INSTRUCTIONS ::
1. In the Giza pyramids passage, please replace "Robert Bauval" with "one researcher" and write out the stretch from "The largest pyramid" through "information will emerge.".
2. According to the Giza pyramids passage, when did the three stars of Orion's Belt last align perfectly with the three pyramids at Giza?
Start of TEXT PASSAGE
Picture courtesy of Online Star Register

Aligning with the stars

Some people may be astonished when they first learn that the layout of the pyramid complex at Giza, Egypt (pictured above) mirrors the star constellation of Orion.

The largest pyramid aligns with the largest of the three stars in Orion’s Belt. The smaller two align with the other two.

This correlation was said to have first been spotted in modern times by Robert Bauval, in 1983, and it may have opened up the field of study to a whole new perspective, one which integrates the ancient structures with not only this planet but also many other celestial bodies very directly.

Until recently, the pyramids are thought to have been 5,000 years old. But the last time the three stars of Orion’s Belt aligned perfectly with the three pyramids at Giza was around 10,000 years ago, which obviously means that these structures may be much, much older than previously thought.

Hieroglyphs may shed some light on this, but given that some people believe hieroglyphs are the work of later civilizations, no one yet knows what information will emerge.
End of TEXT PASSAGE
Start of EXTRACTED RECORDS
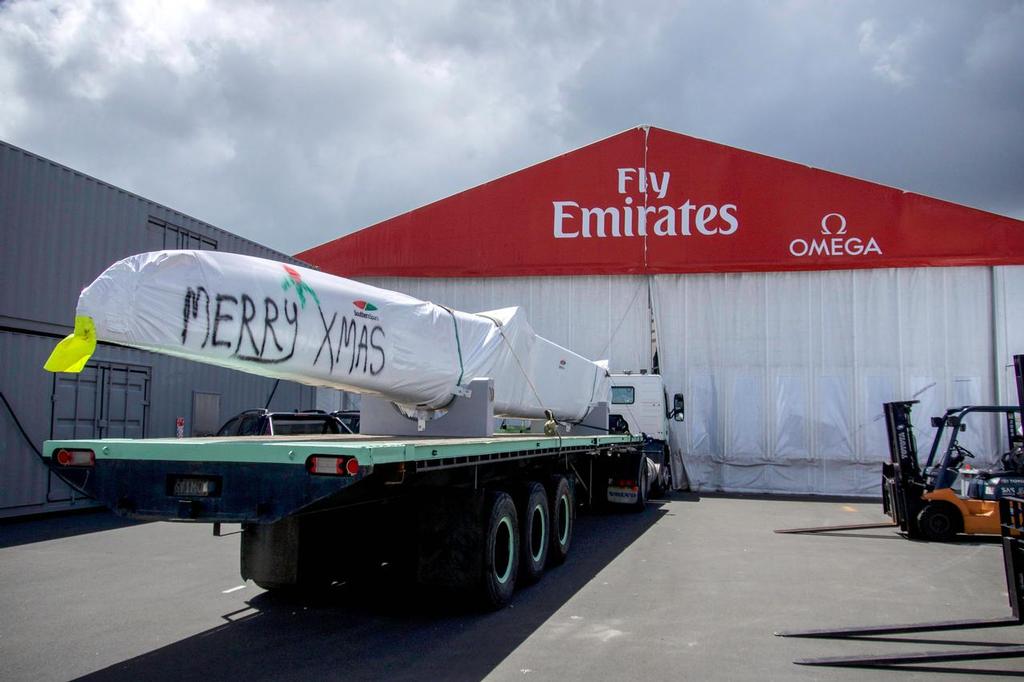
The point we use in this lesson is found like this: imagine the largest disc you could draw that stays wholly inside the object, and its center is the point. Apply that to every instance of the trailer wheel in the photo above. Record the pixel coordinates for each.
(501, 551)
(562, 517)
(939, 522)
(536, 530)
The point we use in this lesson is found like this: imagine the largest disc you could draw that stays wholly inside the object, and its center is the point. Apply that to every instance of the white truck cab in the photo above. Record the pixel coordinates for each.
(639, 405)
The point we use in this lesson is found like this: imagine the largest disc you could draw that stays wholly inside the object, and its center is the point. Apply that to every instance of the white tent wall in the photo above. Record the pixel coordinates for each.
(600, 317)
(1009, 311)
(785, 373)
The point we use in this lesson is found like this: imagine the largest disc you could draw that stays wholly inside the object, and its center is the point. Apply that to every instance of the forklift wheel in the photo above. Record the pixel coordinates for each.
(939, 522)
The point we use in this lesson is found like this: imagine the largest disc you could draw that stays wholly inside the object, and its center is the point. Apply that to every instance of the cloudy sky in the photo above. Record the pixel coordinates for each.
(292, 123)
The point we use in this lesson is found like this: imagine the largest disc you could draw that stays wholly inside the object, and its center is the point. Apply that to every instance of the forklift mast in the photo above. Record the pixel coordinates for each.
(902, 445)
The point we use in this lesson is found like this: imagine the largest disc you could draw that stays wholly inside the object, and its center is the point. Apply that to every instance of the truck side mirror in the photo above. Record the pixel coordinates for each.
(678, 408)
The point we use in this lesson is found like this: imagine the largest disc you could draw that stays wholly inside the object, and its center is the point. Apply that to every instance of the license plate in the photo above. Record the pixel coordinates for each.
(194, 487)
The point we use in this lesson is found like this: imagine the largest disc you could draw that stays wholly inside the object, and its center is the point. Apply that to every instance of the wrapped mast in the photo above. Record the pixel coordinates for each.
(292, 323)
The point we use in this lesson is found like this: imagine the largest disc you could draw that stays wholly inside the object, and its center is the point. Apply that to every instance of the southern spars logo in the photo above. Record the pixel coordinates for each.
(365, 309)
(294, 280)
(834, 241)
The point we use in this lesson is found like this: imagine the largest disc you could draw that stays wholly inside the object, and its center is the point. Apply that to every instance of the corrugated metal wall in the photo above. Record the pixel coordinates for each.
(59, 229)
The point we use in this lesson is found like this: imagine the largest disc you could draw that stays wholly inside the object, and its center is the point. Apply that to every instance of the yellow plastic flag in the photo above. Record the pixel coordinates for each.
(76, 349)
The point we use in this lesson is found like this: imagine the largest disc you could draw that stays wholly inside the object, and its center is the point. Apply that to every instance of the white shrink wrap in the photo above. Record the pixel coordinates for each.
(292, 323)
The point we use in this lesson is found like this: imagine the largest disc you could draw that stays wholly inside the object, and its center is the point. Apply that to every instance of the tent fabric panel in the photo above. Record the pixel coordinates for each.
(784, 390)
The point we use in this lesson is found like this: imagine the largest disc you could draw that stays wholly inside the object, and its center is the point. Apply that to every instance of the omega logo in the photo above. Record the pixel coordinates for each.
(834, 241)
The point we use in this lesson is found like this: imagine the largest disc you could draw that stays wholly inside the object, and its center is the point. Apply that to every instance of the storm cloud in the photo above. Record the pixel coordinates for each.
(294, 123)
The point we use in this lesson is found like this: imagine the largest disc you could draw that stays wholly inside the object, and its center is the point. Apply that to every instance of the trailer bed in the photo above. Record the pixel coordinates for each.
(261, 479)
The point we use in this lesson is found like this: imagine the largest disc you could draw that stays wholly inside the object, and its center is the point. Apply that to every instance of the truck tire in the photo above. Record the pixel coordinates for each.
(939, 521)
(501, 551)
(535, 526)
(562, 519)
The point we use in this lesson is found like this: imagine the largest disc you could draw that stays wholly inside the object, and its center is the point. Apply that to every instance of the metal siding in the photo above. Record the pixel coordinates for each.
(26, 485)
(59, 229)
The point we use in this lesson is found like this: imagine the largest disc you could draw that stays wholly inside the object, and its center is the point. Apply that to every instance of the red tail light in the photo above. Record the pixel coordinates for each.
(75, 458)
(333, 466)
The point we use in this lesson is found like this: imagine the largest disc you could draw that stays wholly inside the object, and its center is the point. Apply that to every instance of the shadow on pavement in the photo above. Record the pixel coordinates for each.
(54, 526)
(379, 630)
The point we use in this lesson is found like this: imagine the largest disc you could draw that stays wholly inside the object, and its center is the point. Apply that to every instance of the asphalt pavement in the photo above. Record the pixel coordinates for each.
(691, 589)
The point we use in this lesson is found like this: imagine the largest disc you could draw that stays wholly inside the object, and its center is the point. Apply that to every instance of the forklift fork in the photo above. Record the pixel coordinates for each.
(1012, 527)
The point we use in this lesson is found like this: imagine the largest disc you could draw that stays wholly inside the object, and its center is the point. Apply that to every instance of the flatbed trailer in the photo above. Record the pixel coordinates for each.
(470, 513)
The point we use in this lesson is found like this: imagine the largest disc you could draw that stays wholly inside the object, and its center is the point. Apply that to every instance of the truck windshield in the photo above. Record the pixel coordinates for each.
End of EXTRACTED RECORDS
ANSWERS ::
1.
The largest pyramid aligns with the largest of the three stars in Orion’s Belt. The smaller two align with the other two.

This correlation was said to have first been spotted in modern times by one researcher, in 1983, and it may have opened up the field of study to a whole new perspective, one which integrates the ancient structures with not only this planet but also many other celestial bodies very directly.

Until recently, the pyramids are thought to have been 5,000 years old. But the last time the three stars of Orion’s Belt aligned perfectly with the three pyramids at Giza was around 10,000 years ago, which obviously means that these structures may be much, much older than previously thought.

Hieroglyphs may shed some light on this, but given that some people believe hieroglyphs are the work of later civilizations, no one yet knows what information will emerge.

2. Around 10,000 years ago.